**Exercise brief**
Return every line in the items below that contains the string "clicks".
[Opening Records provided section]
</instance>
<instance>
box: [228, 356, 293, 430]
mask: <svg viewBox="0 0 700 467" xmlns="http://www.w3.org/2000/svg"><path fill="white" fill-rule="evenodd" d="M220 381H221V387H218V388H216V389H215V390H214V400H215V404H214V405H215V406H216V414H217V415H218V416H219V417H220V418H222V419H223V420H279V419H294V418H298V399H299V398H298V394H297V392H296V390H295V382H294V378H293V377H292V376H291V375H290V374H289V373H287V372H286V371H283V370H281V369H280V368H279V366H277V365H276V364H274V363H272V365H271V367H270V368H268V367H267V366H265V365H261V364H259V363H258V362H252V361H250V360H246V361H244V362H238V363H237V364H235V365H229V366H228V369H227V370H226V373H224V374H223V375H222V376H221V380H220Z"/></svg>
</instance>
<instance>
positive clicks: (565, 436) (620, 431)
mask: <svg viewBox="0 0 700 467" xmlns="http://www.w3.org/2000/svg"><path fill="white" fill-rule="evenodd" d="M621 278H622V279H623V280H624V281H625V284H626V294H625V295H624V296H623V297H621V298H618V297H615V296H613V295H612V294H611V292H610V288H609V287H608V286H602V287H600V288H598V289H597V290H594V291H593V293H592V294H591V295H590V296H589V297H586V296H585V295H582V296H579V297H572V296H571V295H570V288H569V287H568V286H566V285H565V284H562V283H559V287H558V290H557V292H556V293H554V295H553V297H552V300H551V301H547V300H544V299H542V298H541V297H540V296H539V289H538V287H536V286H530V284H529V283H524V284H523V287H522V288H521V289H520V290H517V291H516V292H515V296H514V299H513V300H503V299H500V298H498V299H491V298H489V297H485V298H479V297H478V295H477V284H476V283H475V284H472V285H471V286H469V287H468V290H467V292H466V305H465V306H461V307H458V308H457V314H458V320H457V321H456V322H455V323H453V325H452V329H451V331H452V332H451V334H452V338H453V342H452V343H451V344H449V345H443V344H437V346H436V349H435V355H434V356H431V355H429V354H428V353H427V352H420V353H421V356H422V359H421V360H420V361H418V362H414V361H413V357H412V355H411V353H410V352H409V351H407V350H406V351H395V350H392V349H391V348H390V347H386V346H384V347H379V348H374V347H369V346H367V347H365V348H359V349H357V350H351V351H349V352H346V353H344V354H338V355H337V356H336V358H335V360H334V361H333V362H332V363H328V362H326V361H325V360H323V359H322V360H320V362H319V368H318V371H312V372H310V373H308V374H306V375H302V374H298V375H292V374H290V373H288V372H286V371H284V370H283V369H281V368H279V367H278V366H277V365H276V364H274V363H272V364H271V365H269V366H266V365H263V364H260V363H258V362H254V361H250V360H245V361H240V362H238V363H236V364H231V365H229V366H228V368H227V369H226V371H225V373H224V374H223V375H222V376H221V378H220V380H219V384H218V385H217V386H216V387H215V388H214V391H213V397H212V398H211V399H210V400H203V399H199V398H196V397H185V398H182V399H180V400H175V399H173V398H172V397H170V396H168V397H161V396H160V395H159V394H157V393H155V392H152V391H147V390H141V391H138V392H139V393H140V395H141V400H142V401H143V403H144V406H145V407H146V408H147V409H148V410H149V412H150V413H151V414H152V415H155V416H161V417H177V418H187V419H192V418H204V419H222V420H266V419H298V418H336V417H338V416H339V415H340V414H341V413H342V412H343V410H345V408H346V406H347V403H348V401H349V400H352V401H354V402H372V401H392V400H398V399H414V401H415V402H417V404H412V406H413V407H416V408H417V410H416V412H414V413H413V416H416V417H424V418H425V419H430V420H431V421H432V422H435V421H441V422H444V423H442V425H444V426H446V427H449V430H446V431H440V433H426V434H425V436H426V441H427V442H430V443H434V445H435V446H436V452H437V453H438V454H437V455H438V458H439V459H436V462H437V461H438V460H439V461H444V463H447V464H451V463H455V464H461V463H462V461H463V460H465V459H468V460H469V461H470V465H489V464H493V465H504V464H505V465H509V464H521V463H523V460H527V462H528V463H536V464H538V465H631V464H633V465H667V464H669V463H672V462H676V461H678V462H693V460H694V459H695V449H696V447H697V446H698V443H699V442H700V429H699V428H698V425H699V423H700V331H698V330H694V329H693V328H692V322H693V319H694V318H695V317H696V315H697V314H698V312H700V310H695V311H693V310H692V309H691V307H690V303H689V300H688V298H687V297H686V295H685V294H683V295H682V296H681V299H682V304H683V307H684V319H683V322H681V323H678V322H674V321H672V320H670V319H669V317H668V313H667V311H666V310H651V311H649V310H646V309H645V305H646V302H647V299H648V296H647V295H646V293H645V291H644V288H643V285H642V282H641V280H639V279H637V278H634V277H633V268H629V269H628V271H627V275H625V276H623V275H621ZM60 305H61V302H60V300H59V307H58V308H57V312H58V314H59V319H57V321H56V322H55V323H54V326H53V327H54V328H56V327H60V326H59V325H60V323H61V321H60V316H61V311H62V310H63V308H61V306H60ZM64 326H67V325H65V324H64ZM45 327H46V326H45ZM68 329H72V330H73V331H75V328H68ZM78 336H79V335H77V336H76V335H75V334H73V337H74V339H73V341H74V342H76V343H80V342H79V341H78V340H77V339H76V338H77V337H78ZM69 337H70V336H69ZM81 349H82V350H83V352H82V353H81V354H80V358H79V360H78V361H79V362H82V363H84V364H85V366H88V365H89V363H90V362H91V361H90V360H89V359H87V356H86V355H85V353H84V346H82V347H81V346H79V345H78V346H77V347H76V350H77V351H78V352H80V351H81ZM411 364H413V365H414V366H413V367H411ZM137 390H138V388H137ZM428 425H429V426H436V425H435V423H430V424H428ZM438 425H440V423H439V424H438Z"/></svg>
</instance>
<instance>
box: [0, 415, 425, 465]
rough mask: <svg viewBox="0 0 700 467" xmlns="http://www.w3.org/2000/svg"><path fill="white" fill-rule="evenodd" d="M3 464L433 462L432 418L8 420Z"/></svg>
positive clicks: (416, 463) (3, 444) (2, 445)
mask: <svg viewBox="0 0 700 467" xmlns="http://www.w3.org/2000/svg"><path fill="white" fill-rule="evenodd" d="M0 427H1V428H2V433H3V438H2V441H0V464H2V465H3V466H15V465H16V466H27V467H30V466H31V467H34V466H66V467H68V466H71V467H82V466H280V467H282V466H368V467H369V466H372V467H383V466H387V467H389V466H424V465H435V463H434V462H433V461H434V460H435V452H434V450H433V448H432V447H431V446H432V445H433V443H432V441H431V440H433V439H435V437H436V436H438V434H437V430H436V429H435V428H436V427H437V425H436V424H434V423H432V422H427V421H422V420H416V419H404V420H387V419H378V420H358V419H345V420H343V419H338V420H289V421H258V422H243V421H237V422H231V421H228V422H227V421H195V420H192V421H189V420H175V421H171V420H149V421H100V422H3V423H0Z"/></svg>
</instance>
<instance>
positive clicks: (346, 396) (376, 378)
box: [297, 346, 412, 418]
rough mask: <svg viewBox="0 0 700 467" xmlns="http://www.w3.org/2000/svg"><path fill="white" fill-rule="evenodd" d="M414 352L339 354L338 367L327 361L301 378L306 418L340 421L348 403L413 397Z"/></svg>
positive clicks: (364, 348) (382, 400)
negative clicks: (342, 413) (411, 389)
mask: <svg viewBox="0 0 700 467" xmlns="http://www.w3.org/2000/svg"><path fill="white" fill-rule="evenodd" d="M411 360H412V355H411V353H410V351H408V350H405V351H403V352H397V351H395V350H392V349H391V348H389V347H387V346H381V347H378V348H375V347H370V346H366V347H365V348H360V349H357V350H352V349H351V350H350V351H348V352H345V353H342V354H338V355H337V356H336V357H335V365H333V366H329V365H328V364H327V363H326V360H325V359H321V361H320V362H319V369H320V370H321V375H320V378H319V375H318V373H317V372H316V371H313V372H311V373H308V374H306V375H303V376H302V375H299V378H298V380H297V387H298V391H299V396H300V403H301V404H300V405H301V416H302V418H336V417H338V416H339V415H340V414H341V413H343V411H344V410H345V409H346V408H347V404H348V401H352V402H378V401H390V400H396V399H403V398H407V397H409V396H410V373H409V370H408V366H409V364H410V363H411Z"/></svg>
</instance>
[Closing Records provided section]
[Opening Records provided section]
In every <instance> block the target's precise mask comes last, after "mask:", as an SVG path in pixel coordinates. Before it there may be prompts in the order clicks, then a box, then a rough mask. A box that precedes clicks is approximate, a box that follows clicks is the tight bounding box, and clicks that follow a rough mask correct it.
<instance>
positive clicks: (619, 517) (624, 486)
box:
[Closing Records provided section]
**Solved problem**
positive clicks: (565, 436) (620, 431)
positive clicks: (416, 463) (3, 444) (2, 445)
positive clicks: (346, 396) (376, 378)
positive clicks: (364, 348) (382, 400)
negative clicks: (342, 413) (411, 389)
In every <instance> block the target's precise mask comes last, after "mask:", as an SVG path in pixel coordinates. Before it there may be prompts in the order clicks, then a box, then a rough mask. A box that precedes clicks is approximate, a box that follows clicks is the tight bounding box, and clicks that follow a rough mask correct it.
positive clicks: (619, 517) (624, 486)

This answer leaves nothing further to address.